Text block
MongoDB Map/Reduce Array aggregation question

Tags:

mongodb

nosql

mapreduce

I have a MongoDB collection, whose docs use several levels of nesting, from which I would like to extract a multidimensional array compiled from a subset of their fields. I have a solution that works for me right now, but I want to better understand this concept of 'idempotency' and its consequences related to the reduce function.

{
  "host_name" : "gateway",
  "service_description" : "PING",
  "last_update" : 1305777787,
  "performance_object" : [
    [ "rta", 0.105, "ms", 100, 500, 0 ],
    [ "pl", 0, "%", 20, 60, 0 ]
  ]
}

And here are the map/reduce functions

var M = function() {
  var hn = this.host_name, 
      sv = this.service_description, 
      ts = this.last_update;
  this.performance_object.forEach(function(P){
    emit( { 
      host: hn, 
      service: sv, 
      metric: P[0] 
    }, { 
      time: ts, 
      value: P[1] 
    } );
  });
}
var R = function(key,values) {
  var result = { 
    time: [], 
    value: [] 
  };
  values.forEach(function(V){
    result.time.push(V.time);
    result.value.push(V.value);
  });
  return result;
}
db.runCommand({
  mapreduce: <colname>,
  out: <col2name>,
  map: M,
  reduce: R
});

Data is returned in a useful structure, which I reformat/sort with finalize for graphing.

{
  "_id" : {
    "host" : "localhost",
    "service" : "Disk Space",
    "metric" : "/var/bck"

Requirement A
Can you retype the passage of the MongoDB map/reduce question that opens with the words containing "MongoDB Map/Reduce Array" and closes with "the reduce function."?
Requirement B
In the MongoDB map/reduce question, what concept does the poster want to understand better?
Requirement C
Give what follows the last line shown in the MongoDB map/reduce question.

Excerpts of pointing data:

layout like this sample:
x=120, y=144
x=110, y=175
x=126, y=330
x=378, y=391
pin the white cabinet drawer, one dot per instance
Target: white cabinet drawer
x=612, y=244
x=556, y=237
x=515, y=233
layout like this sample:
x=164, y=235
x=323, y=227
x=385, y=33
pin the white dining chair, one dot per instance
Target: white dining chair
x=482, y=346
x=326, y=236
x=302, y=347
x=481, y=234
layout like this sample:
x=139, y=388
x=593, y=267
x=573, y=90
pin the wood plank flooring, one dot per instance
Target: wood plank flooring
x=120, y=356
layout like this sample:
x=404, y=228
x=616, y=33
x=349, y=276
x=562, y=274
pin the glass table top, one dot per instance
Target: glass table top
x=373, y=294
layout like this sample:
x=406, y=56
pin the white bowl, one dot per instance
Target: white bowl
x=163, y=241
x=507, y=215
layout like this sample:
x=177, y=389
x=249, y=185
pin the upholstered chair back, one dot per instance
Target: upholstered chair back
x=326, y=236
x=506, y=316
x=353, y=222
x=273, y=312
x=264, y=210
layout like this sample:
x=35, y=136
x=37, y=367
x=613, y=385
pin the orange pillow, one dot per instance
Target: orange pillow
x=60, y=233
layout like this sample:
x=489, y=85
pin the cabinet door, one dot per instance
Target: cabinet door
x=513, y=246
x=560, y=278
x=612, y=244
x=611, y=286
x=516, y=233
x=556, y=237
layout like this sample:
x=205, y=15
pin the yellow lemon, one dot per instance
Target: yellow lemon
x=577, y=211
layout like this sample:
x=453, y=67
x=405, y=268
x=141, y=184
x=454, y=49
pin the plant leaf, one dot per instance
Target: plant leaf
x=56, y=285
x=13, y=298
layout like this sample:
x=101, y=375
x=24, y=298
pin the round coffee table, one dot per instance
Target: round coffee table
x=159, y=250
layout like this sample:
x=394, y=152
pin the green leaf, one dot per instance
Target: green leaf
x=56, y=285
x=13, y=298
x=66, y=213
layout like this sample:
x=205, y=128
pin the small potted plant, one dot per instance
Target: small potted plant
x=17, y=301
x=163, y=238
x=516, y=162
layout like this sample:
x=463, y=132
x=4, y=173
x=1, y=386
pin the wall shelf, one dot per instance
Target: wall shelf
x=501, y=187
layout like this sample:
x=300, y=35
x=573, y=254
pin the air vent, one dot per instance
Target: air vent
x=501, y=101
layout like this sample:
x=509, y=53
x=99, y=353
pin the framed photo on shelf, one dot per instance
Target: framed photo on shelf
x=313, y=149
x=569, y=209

Answer A
MongoDB Map/Reduce Array aggregation question

Tags:

mongodb

nosql

mapreduce

I have a MongoDB collection, whose docs use several levels of nesting, from which I would like to extract a multidimensional array compiled from a subset of their fields. I have a solution that works for me right now, but I want to better understand this concept of 'idempotency' and its consequences related to the reduce function.

Answer B
The concept of idempotency and its consequences related to the reduce function.

Answer C
  },
  "value" : {
    "time" : [
      [ 1306719302, 1306719601, 1306719903, ... ],
      [ 1306736404, 1306736703, 1306737002, ... ],
      [ 1306766401, 1306766701, 1306767001, ... ]
    ],
    "value" : [
      [ 122, 23423, 25654, ... ],
      [ 336114, 342511, 349067, ... ],
      [ 551196, 551196, 551196, ... ]
    ]
  }
}

Finally...

 [ [1306719302,122], [1306719601,23423], [1306719903,25654], ... ]

TL;DR: What is the expected behavior with the oberved "chunking" of the array results?

I understand that the reduce function may be called multiple times on array(s) of emitted values, which is why there are several "chunks" of the complete arrays, rather than a single array. The array chunks are typically 25-50 items and it's easy enough to clean this up in finalize(). I concat() the arrays, interleave them as [time,value] and sort. But what I really want to know is if this can get more complex:

1) Is the chunking observed because of my code, MongoDB's implementation or the Map/Reduce algorithm itself?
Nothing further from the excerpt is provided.